#### PROBLEM DETAILS
Set down each entry from the block beneath, exactly as written.

◇ ◇ ◇

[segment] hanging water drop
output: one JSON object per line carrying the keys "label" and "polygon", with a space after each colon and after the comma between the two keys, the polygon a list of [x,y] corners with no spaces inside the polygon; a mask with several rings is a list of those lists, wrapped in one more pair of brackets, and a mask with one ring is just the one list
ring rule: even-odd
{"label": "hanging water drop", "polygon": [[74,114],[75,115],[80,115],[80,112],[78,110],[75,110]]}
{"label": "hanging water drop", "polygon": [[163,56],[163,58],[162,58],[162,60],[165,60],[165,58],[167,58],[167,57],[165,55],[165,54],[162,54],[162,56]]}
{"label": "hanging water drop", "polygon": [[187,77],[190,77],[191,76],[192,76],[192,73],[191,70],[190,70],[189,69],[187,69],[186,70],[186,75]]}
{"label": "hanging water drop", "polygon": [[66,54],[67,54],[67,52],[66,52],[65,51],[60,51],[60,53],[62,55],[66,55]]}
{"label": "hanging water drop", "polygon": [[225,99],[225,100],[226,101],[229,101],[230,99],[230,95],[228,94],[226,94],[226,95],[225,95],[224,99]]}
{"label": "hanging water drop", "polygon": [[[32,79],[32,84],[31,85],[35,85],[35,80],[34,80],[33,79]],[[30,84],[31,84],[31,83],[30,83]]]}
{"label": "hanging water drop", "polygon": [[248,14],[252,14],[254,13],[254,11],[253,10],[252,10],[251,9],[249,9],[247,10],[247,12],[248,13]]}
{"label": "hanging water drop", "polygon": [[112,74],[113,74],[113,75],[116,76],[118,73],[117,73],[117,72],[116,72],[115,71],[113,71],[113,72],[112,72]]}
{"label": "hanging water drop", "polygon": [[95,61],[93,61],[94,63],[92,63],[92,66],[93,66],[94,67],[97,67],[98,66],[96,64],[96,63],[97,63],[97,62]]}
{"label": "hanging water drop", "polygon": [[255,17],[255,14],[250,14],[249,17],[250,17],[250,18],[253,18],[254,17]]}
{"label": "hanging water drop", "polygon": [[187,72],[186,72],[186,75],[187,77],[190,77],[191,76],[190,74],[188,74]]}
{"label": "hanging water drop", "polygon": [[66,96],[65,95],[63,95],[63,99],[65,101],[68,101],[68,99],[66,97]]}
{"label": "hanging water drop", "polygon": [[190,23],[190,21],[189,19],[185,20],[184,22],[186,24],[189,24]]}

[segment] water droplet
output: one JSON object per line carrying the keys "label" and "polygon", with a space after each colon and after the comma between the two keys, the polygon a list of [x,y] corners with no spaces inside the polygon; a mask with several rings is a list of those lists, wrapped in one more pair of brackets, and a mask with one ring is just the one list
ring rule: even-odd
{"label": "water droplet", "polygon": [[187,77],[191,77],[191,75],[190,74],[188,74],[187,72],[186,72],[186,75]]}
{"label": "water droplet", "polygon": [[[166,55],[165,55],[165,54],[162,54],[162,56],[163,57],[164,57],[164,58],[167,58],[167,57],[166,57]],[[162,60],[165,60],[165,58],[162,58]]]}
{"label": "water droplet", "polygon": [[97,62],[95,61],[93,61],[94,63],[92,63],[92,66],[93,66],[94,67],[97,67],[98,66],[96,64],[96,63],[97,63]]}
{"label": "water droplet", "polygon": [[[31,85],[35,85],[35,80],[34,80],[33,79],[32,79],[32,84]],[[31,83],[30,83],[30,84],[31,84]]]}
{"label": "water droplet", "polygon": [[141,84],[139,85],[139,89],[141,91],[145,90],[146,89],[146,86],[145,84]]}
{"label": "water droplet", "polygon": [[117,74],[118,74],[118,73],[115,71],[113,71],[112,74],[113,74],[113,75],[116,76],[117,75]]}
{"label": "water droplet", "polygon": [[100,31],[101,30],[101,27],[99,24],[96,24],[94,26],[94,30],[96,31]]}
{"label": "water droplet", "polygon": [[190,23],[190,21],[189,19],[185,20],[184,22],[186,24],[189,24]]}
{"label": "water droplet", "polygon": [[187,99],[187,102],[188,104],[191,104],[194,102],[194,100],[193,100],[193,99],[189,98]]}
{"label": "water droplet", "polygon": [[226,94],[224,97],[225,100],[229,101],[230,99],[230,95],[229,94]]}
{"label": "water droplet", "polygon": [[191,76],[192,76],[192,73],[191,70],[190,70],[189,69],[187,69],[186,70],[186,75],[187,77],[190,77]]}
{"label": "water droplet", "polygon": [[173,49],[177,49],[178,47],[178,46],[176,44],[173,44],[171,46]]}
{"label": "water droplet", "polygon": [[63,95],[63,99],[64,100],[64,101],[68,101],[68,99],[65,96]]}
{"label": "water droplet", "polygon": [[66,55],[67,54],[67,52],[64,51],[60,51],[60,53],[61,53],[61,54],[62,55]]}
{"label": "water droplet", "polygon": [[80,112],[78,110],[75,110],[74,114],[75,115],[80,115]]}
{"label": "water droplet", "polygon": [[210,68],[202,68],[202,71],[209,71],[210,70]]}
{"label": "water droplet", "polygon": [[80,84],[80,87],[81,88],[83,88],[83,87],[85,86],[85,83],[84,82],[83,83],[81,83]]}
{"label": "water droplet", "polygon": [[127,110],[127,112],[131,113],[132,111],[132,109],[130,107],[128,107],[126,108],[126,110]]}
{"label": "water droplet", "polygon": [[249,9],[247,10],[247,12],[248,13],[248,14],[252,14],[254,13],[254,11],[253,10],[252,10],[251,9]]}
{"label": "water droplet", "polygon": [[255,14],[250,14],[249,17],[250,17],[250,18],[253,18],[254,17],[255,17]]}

◇ ◇ ◇

#### ANSWER TO THE EXERCISE
[segment] hanging water drop
output: one JSON object per line carrying the keys "label" and "polygon", with a space after each colon and after the comma between the two keys, the polygon a list of [x,y] corners with no spaces inside the polygon; a mask with several rings is a list of those lists, wrapped in one more pair of brackets, and a mask with one ring is just the one list
ring rule: even-odd
{"label": "hanging water drop", "polygon": [[74,114],[75,115],[80,115],[80,112],[78,110],[75,110]]}
{"label": "hanging water drop", "polygon": [[163,56],[163,58],[162,58],[162,60],[165,60],[165,58],[167,58],[167,57],[165,55],[165,54],[162,54],[162,56]]}
{"label": "hanging water drop", "polygon": [[187,77],[190,77],[191,76],[192,76],[192,73],[191,70],[190,70],[189,69],[187,69],[186,70],[186,75]]}
{"label": "hanging water drop", "polygon": [[66,54],[67,54],[67,52],[66,52],[65,51],[60,51],[60,53],[62,55],[66,55]]}
{"label": "hanging water drop", "polygon": [[225,99],[225,100],[226,101],[229,101],[230,99],[230,95],[228,94],[226,94],[226,95],[225,95],[224,99]]}
{"label": "hanging water drop", "polygon": [[[32,79],[32,84],[31,85],[35,85],[35,80],[34,80],[33,79]],[[30,84],[31,84],[31,83],[30,83]]]}
{"label": "hanging water drop", "polygon": [[248,14],[252,14],[254,13],[254,11],[253,10],[252,10],[251,9],[249,9],[247,10],[247,12],[248,13]]}
{"label": "hanging water drop", "polygon": [[112,74],[113,74],[113,75],[116,76],[118,73],[117,73],[117,72],[116,72],[115,71],[113,71],[113,72],[112,72]]}
{"label": "hanging water drop", "polygon": [[95,61],[93,61],[94,63],[92,63],[92,66],[93,66],[94,67],[97,67],[98,66],[96,64],[96,63],[97,63],[97,62]]}
{"label": "hanging water drop", "polygon": [[255,17],[255,14],[250,14],[249,17],[250,17],[250,18],[253,18],[254,17]]}
{"label": "hanging water drop", "polygon": [[187,72],[186,72],[186,75],[187,77],[190,77],[191,76],[190,74],[188,74]]}
{"label": "hanging water drop", "polygon": [[66,96],[65,95],[63,95],[63,99],[65,101],[68,101],[68,99],[66,97]]}
{"label": "hanging water drop", "polygon": [[190,23],[190,21],[189,19],[185,20],[184,22],[186,24],[189,24]]}

[segment] water droplet
output: one JSON object per line carrying the keys "label" and "polygon", with a space after each colon and after the comma between the two keys, the polygon a list of [x,y] corners with no spaces inside the polygon; a mask with several rings is a list of those lists, wrapped in one more pair of brackets, and a mask with one ring is just the one list
ring rule: even-odd
{"label": "water droplet", "polygon": [[187,77],[191,77],[191,75],[190,74],[188,74],[187,72],[186,72],[186,75]]}
{"label": "water droplet", "polygon": [[[166,55],[165,55],[165,54],[162,54],[162,56],[163,57],[164,57],[164,58],[167,58],[167,57],[166,57]],[[162,60],[165,60],[165,58],[162,58]]]}
{"label": "water droplet", "polygon": [[97,62],[95,61],[93,61],[94,63],[92,63],[92,66],[93,66],[94,67],[97,67],[98,66],[96,64],[96,63],[97,63]]}
{"label": "water droplet", "polygon": [[[31,85],[35,85],[35,80],[34,80],[33,79],[32,79],[32,84]],[[31,83],[30,83],[30,84],[31,84]]]}
{"label": "water droplet", "polygon": [[141,84],[139,85],[139,89],[141,91],[145,90],[146,89],[146,86],[145,84]]}
{"label": "water droplet", "polygon": [[117,74],[118,74],[118,73],[115,71],[113,71],[112,74],[113,74],[113,75],[116,76],[117,75]]}
{"label": "water droplet", "polygon": [[100,31],[101,30],[101,27],[99,24],[96,24],[94,26],[94,30],[96,31]]}
{"label": "water droplet", "polygon": [[190,23],[190,21],[189,19],[185,20],[184,22],[186,24],[189,24]]}
{"label": "water droplet", "polygon": [[187,99],[187,102],[188,104],[191,104],[194,102],[194,100],[193,100],[193,99],[189,98]]}
{"label": "water droplet", "polygon": [[226,94],[224,97],[225,100],[229,101],[230,99],[230,95],[229,94]]}
{"label": "water droplet", "polygon": [[191,76],[192,76],[192,73],[191,70],[190,70],[189,69],[187,69],[186,70],[186,75],[187,77],[190,77]]}
{"label": "water droplet", "polygon": [[173,49],[177,49],[178,47],[178,46],[176,44],[173,44],[171,46]]}
{"label": "water droplet", "polygon": [[63,95],[63,99],[64,100],[64,101],[68,101],[68,99],[65,96]]}
{"label": "water droplet", "polygon": [[66,55],[67,54],[67,52],[64,51],[60,51],[60,53],[61,53],[61,54],[62,55]]}
{"label": "water droplet", "polygon": [[80,112],[78,110],[75,110],[74,114],[75,115],[80,115]]}
{"label": "water droplet", "polygon": [[210,68],[202,68],[202,71],[209,71],[210,70]]}
{"label": "water droplet", "polygon": [[80,84],[80,87],[81,88],[83,88],[83,87],[85,86],[85,83],[84,82],[83,83],[81,83]]}
{"label": "water droplet", "polygon": [[127,110],[127,112],[131,113],[132,111],[132,109],[130,107],[128,107],[126,108],[126,110]]}
{"label": "water droplet", "polygon": [[249,9],[247,10],[247,12],[248,13],[248,14],[252,14],[254,13],[254,11],[253,10],[252,10],[251,9]]}
{"label": "water droplet", "polygon": [[255,14],[250,14],[249,17],[250,17],[250,18],[253,18],[254,17],[255,17]]}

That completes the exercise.